Output the data below as a two-column CSV with the header "instruction" and "points", one row per record. Put each record's text and its answer in a single quoted field, with line breaks replaced by spaces.

Labeled points data
★ ★ ★ ★ ★
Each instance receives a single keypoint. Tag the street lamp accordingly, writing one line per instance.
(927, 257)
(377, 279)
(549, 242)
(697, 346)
★ ★ ★ ★ ★
__Completed task__
instruction,points
"Each instance receives a single keypoint. Tag the street lamp accordingly, writing one line per instance.","(927, 257) (377, 279) (549, 242) (697, 346)"